__WORK ITEM 1__
In the post on shielding, what share of the workforce worked from home in April?
__WORK ITEM 2__
Return the passage of the post on shielding from "The c1m under" up to and including "critical to society.", copied word for word.

__SELECTED EXCERPT__

@booandbumpp
I don’t think there’s a good answer here. However, around 1m under 60s were advised to shield. Over 60s were over represented in the shielding population and as the majority of over 60s don’t work it would be relatively easy to protect them.
The c1m under 60s are more difficult. Around two thirds of the work force worked from home in April. So probably a majority of shielded people and their households could have worked from home particularly if they were prioritised for it. Some would have been furloughed so presumably they weren’t key to the functioning of society. Some shielded people will be living alone (and although they may need to work presumably they didn’t from March to August this year anyway). That leaves a significant number of households with a shielded person where at least one person needed to go to work in person but I think we’re looking at max 200-300k. Some but not all of those will have jobs which are critical to society.
I’d suggest that what we should have done is a furlough for households where someone was advised to shield (if people can’t work from home) and maternity leave style protection of employment until people are released from shielding).
These figures are rough but mostly based on ons stats.
This would have meant losing some additional critical key workers from the workforce for a time (but we lost those shielding from the workforce anyway for months). You might have been able to mitigate the effect of this in some sectors e.g wife of shielded person is a doctor. Wife asked to continue working throughout but offered some combination of regular testing, lower risk work e.g providing care to shielded, enhanced payment to cover separate accommodation if desired.
That isn’t a perfect system and in honesty would probably have resulted in more vulnerable people being infected but, as I see it, the alternative is millions in long term unemployment which shortens lives and no money for public spending plus on off lockdowns for over a year which doesn’t solve the underlying problem.
It’s not that I think that shielding the vulnerable is a great approach so much as that the alternative which we are doing is worse.
Usually we value one quality adjusted life year at around c. £60k in the Uk. For covid we are spending much much more than that to save a year of life and probably shortening many other lives in the process. It sounds sociopathic to think of lives in monetary terms but we have always done it and when resources are limited you have to.
If cases really did double every 7 days we would have hit some level of herd immunity very quickly from a starting point of 100k a day. I suspect we wouldn’t have seen that level of growth for very long though as even worst hit countries haven’t.

__DATASET__
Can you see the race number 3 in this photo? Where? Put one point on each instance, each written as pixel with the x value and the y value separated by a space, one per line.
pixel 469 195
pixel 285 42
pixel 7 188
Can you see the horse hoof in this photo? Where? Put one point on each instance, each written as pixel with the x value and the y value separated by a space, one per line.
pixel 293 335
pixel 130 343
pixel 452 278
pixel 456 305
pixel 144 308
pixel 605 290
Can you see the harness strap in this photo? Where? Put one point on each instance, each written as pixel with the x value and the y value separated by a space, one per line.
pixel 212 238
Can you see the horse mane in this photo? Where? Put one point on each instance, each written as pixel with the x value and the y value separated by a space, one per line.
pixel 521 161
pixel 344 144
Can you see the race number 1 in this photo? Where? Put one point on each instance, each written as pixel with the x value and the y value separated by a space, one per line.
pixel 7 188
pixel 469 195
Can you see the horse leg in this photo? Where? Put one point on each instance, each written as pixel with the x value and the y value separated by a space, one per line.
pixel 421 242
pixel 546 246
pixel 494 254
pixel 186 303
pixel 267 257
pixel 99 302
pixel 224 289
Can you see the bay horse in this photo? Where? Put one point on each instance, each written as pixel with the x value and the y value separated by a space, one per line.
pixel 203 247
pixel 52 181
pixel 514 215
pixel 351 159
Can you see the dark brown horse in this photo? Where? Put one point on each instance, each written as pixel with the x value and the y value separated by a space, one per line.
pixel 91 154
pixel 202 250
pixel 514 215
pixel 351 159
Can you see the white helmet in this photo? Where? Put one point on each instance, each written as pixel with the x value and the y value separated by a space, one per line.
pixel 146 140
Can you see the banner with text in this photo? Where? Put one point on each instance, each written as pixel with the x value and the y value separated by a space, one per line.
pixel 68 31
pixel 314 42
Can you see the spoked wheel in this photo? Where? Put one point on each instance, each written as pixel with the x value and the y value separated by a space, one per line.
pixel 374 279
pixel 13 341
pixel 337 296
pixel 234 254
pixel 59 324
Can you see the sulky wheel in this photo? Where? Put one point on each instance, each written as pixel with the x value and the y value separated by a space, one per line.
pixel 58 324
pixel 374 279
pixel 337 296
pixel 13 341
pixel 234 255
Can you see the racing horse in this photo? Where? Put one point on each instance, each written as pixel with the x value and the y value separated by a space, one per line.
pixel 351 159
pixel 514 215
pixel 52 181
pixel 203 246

__RESPONSE 1__
Around two thirds.

__RESPONSE 2__
The c1m under 60s are more difficult. Around two thirds of the work force worked from home in April. So probably a majority of shielded people and their households could have worked from home particularly if they were prioritised for it. Some would have been furloughed so presumably they weren’t key to the functioning of society. Some shielded people will be living alone (and although they may need to work presumably they didn’t from March to August this year anyway). That leaves a significant number of households with a shielded person where at least one person needed to go to work in person but I think we’re looking at max 200-300k. Some but not all of those will have jobs which are critical to society.